PROBLEM DESCRIPTION:
Write out the listing below verbatim, from its start up to and including the line containing "86L112 88L110 84L103". Omit the pictures.

MATERIAL FOR THE TASK:
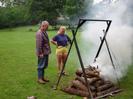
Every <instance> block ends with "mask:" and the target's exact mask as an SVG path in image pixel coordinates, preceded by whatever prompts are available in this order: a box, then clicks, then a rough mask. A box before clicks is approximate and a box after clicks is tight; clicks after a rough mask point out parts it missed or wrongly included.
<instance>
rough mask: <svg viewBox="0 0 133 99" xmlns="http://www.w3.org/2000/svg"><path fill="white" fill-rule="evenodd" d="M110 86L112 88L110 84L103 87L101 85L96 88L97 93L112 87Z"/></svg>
mask: <svg viewBox="0 0 133 99" xmlns="http://www.w3.org/2000/svg"><path fill="white" fill-rule="evenodd" d="M112 86H113V84H112V83H106V84H104V85H102V86H99V87H97V91H98V92H100V91H103V90H106V89H109V88H110V87H112Z"/></svg>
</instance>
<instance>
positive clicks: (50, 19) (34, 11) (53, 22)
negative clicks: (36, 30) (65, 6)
mask: <svg viewBox="0 0 133 99" xmlns="http://www.w3.org/2000/svg"><path fill="white" fill-rule="evenodd" d="M63 3H64V0H33V1H32V3H31V7H30V14H31V21H32V22H33V24H34V23H37V22H38V21H41V20H48V21H49V22H50V24H52V25H53V24H55V20H56V19H57V17H58V16H59V11H61V10H60V9H62V8H63Z"/></svg>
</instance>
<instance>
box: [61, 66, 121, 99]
mask: <svg viewBox="0 0 133 99" xmlns="http://www.w3.org/2000/svg"><path fill="white" fill-rule="evenodd" d="M85 74H86V77H87V83H88V84H89V88H90V90H91V94H92V96H93V97H94V99H99V98H103V97H108V96H113V95H114V94H116V93H118V92H121V91H122V90H121V89H120V88H119V87H117V86H116V85H114V84H113V83H112V82H111V81H109V80H108V81H107V80H105V79H104V78H102V77H100V72H99V70H98V68H95V67H92V66H90V67H88V68H85ZM62 91H64V92H66V93H69V94H72V95H78V96H81V97H90V93H89V92H88V89H87V86H86V82H85V79H84V75H83V71H82V70H81V69H78V70H77V71H76V77H75V79H74V80H72V82H71V84H70V85H69V86H67V87H65V88H62Z"/></svg>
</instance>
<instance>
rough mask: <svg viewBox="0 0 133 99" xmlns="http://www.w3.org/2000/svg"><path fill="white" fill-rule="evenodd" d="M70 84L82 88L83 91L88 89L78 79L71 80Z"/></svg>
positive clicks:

OUTPUT BELOW:
Every <instance> block ends with "mask:" and the target's exact mask as an SVG path in image pixel coordinates, preceded by whatever prompts are available in this order: a box, then clicks, then a rough mask. A box before clicks is approximate and a box after clicks is tight; clicks after a rough mask point out parts it missed or wrongly included.
<instance>
rough mask: <svg viewBox="0 0 133 99" xmlns="http://www.w3.org/2000/svg"><path fill="white" fill-rule="evenodd" d="M110 86L112 88L110 84L103 87L101 85L96 88L97 93L112 87Z"/></svg>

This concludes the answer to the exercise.